* Tasks to complete
• 1. In the algorithm write-up, what integer type are all coordinates said to fit in?
• 2. Please translate this sentence from the algorithm write-up into Spanish: "The implementation stores discovered hull vertices in a set, because different support directions can legitimately return the same vertex."

* Document extract
※
By Lemma 4, the algorithm enumerates all vertices of the root convex hull. Since the squared norm is a convex function, its maximum over a convex polygon is attained at some vertex. Therefore taking the largest $\|p\|^2$ among all discovered hull vertices gives the true optimum. □
Complexity Analysis
Let $N$ be the number of tree nodes and let $H$ be the number of vertices of the root convex hull.
One call to
extremevisits every node once, so it costs $O(N)$ time. The hull construction makes $O(H)$ support queries, hence the total time is \[ O(NH). \] This is fast enough because the tree has height at most $10$ and the coordinate bounds keep the hull size small in practice.The memory usage is $O(N)$ for the tree and the recursion stack.
Implementation Notes
All coordinates fit in signed $64$-bit integers. Every leaf contributes with coefficient $\pm 1$, so absolute coordinates stay within about $10^7$.
The recursion on hull arcs uses the sign of the cross product to detect whether a new point lies strictly to the left of the current segment.
The implementation stores discovered hull vertices in a set, because different support directions can legitimately return the same vertex.
Code
Exact copied C++ implementation from solution.cpp.
※
Location identification data:
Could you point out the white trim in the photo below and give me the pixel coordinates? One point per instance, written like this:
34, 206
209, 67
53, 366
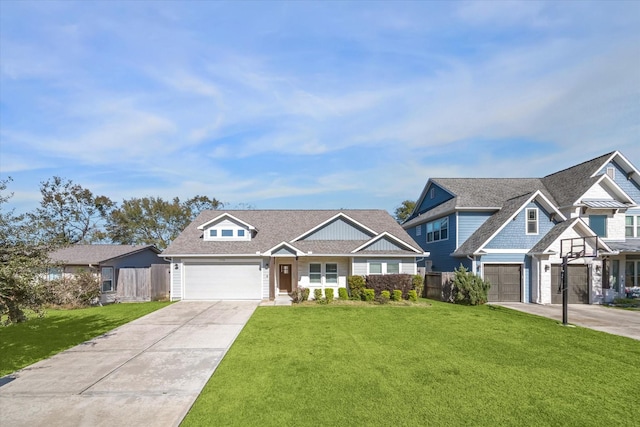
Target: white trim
528, 221
382, 235
228, 215
336, 216
297, 251
612, 186
533, 197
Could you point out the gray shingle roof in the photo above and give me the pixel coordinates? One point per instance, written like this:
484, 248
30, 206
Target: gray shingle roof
491, 225
95, 254
276, 226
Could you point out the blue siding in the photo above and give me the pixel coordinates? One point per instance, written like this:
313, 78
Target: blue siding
514, 236
440, 197
513, 258
628, 185
469, 222
339, 229
440, 251
384, 245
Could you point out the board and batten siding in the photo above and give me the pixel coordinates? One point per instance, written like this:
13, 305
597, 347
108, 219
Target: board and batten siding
303, 273
176, 279
339, 229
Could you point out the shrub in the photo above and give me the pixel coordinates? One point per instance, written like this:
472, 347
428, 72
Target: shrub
※
* Outputs for the tasks
• 1. Signed 64-bit integers.

• 2. La implementación almacena en un conjunto los vértices de la envolvente descubiertos, porque distintas direcciones de soporte pueden devolver legítimamente el mismo vértice.